* WHAT YOU ARE ASKED TO DO:
Quote the line containing "Please mark the train car roof, one" and all lines that follow it in the listing below, exactly as written.

* GIVEN RECORDS:
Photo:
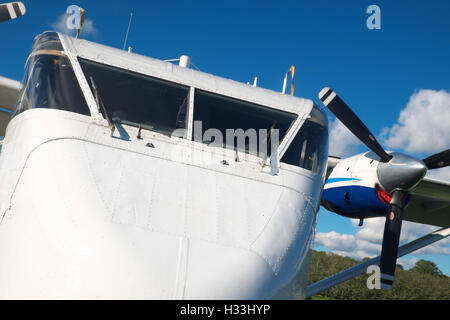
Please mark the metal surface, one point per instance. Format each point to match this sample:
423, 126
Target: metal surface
401, 172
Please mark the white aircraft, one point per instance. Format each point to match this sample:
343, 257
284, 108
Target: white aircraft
99, 199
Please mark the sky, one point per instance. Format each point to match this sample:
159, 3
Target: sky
395, 78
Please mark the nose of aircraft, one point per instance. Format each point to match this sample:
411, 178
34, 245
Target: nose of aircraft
401, 172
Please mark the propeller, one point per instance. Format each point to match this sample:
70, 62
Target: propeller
12, 10
398, 174
439, 160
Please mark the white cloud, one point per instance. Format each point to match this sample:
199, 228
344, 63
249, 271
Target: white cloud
342, 142
423, 126
367, 240
61, 25
440, 174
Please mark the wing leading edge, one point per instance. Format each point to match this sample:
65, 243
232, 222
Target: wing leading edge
430, 203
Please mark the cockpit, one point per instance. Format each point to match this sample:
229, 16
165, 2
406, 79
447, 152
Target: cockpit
170, 107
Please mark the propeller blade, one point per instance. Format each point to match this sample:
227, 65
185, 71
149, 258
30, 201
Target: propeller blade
391, 239
338, 107
12, 10
438, 160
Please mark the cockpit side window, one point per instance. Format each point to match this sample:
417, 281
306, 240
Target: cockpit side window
139, 100
49, 80
51, 83
309, 149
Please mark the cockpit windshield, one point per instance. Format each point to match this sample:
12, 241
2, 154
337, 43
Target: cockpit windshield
139, 100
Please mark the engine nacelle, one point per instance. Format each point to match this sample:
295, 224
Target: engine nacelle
353, 189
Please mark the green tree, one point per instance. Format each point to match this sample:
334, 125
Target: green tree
427, 267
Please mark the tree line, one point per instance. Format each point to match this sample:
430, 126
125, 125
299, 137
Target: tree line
422, 282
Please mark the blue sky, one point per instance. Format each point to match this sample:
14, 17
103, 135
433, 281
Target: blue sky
377, 72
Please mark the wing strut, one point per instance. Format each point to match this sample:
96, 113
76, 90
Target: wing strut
361, 268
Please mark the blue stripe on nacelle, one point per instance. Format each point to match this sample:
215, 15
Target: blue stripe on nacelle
331, 180
354, 201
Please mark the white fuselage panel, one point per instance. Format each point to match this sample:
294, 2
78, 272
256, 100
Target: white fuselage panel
89, 216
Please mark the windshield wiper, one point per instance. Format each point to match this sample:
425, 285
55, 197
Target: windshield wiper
100, 104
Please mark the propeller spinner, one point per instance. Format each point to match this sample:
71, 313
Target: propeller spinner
398, 174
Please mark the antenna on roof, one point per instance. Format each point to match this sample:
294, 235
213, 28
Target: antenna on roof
128, 30
292, 72
81, 22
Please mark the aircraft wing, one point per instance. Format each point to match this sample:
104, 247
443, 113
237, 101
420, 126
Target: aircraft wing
332, 162
430, 203
9, 90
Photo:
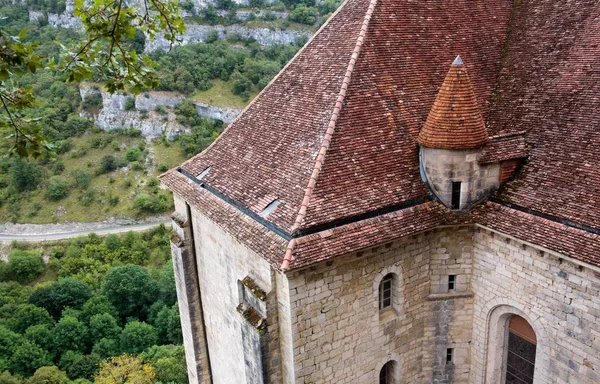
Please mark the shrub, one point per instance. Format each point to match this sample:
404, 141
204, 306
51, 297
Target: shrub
80, 366
48, 375
212, 37
24, 266
41, 334
70, 334
108, 163
130, 289
58, 167
150, 204
98, 304
28, 357
137, 336
26, 175
87, 198
28, 315
130, 103
92, 101
125, 369
132, 154
57, 189
160, 109
63, 293
103, 325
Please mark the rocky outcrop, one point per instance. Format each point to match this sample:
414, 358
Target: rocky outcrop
194, 33
151, 123
245, 15
199, 33
226, 115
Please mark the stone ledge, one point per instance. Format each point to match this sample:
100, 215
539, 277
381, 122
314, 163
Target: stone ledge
449, 295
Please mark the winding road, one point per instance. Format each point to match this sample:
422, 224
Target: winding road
70, 234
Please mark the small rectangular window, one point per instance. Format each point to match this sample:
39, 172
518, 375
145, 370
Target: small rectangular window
385, 293
456, 195
451, 282
449, 353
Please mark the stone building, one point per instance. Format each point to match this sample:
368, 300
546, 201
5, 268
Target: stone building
415, 198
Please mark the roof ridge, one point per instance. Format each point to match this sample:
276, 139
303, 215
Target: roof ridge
280, 73
330, 130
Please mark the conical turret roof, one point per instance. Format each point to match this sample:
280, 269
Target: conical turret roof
454, 121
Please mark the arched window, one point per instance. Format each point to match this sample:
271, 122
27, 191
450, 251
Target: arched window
520, 352
386, 291
386, 375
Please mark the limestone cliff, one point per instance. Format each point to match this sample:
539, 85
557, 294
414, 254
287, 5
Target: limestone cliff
144, 117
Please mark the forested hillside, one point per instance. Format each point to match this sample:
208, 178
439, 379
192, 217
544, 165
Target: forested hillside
97, 174
94, 298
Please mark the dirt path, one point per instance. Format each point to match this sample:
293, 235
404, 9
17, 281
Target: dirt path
43, 232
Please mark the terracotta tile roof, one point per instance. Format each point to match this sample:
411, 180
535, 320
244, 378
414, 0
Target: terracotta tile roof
573, 242
255, 236
372, 161
550, 87
354, 237
454, 121
504, 147
334, 136
271, 148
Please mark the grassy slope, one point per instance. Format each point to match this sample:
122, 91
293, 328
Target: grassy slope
220, 95
106, 185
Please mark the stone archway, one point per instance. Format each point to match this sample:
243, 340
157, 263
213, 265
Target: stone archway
497, 346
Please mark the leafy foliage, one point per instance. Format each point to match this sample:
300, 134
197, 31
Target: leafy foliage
67, 292
24, 266
125, 369
131, 290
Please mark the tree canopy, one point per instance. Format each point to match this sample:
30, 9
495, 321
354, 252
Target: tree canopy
108, 53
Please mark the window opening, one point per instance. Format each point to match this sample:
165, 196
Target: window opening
386, 374
269, 208
449, 355
203, 173
451, 282
456, 195
520, 362
385, 292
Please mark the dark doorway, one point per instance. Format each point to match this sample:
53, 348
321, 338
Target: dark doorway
456, 194
520, 362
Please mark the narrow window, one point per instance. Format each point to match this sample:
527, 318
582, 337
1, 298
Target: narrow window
449, 353
386, 375
520, 362
451, 282
203, 173
385, 292
456, 194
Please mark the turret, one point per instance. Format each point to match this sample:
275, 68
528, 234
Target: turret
451, 140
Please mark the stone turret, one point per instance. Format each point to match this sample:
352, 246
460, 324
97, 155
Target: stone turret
452, 140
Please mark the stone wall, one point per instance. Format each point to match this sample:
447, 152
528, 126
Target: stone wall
340, 335
558, 297
188, 296
442, 167
237, 349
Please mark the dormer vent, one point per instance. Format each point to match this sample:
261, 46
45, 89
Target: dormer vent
455, 120
203, 173
269, 208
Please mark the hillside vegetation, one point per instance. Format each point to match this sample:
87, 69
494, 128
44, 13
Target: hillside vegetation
96, 175
95, 299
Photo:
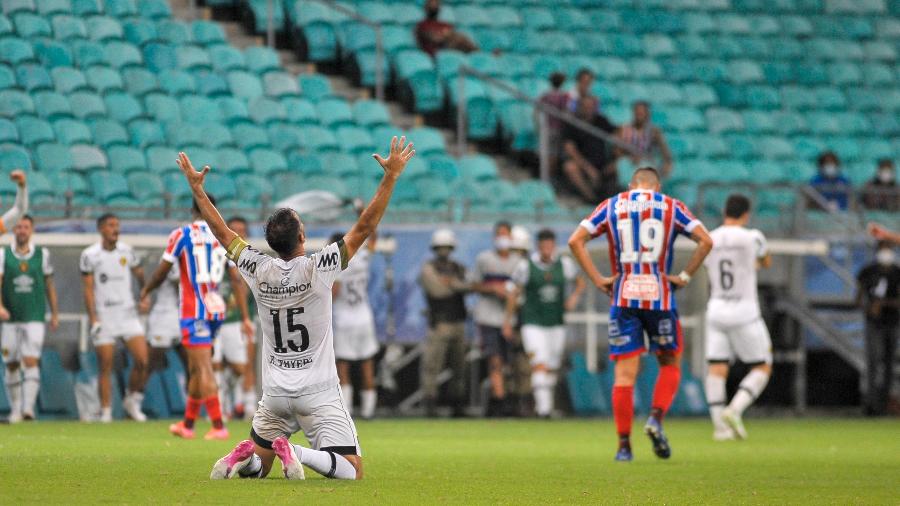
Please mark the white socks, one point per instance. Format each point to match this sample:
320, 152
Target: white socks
329, 465
715, 398
751, 386
13, 383
369, 399
542, 384
347, 394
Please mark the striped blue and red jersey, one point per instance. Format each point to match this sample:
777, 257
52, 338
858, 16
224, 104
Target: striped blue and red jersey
201, 261
641, 227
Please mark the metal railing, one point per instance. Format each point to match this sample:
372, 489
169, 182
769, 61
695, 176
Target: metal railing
541, 109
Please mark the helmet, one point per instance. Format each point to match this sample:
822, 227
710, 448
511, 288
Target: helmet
521, 239
443, 237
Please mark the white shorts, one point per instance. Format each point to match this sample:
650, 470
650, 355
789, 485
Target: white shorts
230, 344
322, 416
163, 330
23, 339
356, 342
749, 343
124, 326
544, 345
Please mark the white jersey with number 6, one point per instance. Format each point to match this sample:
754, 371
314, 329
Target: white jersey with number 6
732, 266
294, 304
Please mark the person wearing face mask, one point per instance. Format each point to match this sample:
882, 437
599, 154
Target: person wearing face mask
878, 295
432, 34
444, 282
489, 277
831, 183
882, 192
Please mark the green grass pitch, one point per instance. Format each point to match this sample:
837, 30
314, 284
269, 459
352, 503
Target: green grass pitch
785, 461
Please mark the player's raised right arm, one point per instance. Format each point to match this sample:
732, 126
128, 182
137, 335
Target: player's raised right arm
393, 166
208, 211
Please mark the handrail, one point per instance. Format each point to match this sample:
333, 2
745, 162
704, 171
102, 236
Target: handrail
544, 109
379, 42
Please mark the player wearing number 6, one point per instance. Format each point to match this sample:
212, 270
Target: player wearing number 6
641, 226
202, 265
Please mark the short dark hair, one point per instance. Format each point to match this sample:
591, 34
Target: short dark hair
557, 79
283, 231
195, 207
238, 219
104, 218
736, 206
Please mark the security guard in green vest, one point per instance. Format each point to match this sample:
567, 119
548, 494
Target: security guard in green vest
543, 280
443, 281
27, 277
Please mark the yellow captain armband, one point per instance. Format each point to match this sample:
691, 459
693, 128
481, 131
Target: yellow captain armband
235, 248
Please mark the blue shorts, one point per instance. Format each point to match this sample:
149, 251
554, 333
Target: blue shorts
627, 327
198, 333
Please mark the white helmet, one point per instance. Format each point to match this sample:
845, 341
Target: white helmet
521, 239
443, 238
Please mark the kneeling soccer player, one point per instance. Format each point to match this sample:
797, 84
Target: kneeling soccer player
301, 390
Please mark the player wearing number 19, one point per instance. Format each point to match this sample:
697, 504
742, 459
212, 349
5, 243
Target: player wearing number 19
641, 226
201, 262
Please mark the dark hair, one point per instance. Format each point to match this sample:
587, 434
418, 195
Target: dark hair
557, 79
238, 219
736, 206
196, 207
104, 217
283, 231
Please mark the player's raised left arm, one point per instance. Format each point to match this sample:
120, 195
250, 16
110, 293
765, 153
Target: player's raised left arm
393, 166
208, 211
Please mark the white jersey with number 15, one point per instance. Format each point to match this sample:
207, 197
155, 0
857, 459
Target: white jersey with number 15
732, 266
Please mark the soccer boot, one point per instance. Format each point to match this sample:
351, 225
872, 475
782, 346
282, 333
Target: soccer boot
654, 431
179, 430
735, 422
290, 462
230, 465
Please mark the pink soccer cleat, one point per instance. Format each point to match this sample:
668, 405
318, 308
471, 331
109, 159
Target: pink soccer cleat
290, 463
220, 434
179, 430
229, 465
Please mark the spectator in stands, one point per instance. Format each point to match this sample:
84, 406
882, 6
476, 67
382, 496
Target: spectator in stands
647, 142
882, 192
444, 283
831, 183
586, 161
554, 97
879, 296
433, 34
584, 81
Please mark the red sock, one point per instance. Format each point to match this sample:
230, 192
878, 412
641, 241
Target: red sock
214, 411
666, 388
623, 409
191, 411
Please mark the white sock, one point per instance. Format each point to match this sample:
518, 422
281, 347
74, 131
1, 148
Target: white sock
751, 386
30, 388
369, 399
347, 393
329, 465
13, 383
715, 398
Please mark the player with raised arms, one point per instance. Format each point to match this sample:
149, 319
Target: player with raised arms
641, 225
301, 390
734, 324
202, 265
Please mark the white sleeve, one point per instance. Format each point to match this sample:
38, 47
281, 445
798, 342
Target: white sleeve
47, 266
330, 261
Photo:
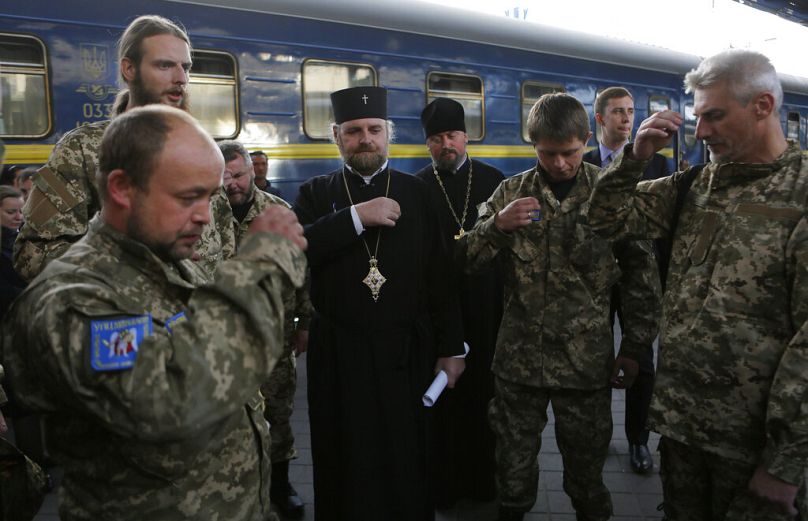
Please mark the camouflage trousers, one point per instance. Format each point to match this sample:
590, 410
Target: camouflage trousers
279, 393
22, 484
583, 428
701, 486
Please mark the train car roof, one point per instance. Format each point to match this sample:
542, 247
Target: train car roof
419, 17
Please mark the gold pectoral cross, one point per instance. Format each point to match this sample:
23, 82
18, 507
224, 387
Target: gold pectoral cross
374, 279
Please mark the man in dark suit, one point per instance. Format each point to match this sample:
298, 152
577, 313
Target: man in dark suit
614, 113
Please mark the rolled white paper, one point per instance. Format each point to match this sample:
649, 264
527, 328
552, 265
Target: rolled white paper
437, 387
439, 383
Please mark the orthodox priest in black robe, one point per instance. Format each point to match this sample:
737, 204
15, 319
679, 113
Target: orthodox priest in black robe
385, 313
457, 184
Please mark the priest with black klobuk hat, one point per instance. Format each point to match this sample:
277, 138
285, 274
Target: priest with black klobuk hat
385, 319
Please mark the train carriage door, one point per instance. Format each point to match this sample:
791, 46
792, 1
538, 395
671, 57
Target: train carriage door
24, 93
320, 79
213, 90
531, 92
466, 90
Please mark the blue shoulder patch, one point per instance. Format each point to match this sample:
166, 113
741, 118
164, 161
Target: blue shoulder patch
176, 319
115, 341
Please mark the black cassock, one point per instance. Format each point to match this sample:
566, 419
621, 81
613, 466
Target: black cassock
463, 445
370, 362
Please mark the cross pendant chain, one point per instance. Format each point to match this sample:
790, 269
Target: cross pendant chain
374, 279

* SOLUTION TO THIS EXERCISE:
Please mark the train car roof, one point per instance. Format each point to match this sample:
542, 247
Target: train car roof
419, 17
Please mark the gold pectoral cross, one point per instance. Format each point to match this sample:
23, 82
18, 507
224, 387
Target: gold pectoral cross
374, 279
Please mark the man in dark suit, one point per instance. Format each point to match this sample:
298, 152
577, 313
Target: man in dark suit
614, 113
Please mark the rolled white paper, one point per instance. Format each point to match this sample:
649, 264
527, 328
552, 265
Target: rolled white paper
437, 387
439, 383
Please mark the orthodox priest in black robe, one point per instance. Format each point to match this sample:
737, 204
15, 319
679, 113
Target: orthodox priest in black robe
385, 313
457, 184
Please mark the priest with black klobuk hat, one point per instance. Format each point to match this sample:
277, 138
285, 274
Target: priest with black klobuk hat
385, 319
Please mark the train carriage door, one point per instance. Format each point to match this sample:
791, 46
792, 1
538, 395
671, 57
Target: train carriage door
24, 93
320, 79
213, 90
531, 92
466, 90
Please mark the blue shoulder patch, one point per instance. Format each point to match this sample:
166, 113
741, 118
164, 161
Target: blue shoulder patch
176, 319
115, 341
Please mark the black cassock, one point per instance. Format each point to match this sample:
566, 419
621, 81
613, 466
Target: black cassock
463, 445
370, 362
Please mark the cross pendant chain, one point per instance. Format each point to match this sample:
790, 269
Target: cross pendant chain
374, 279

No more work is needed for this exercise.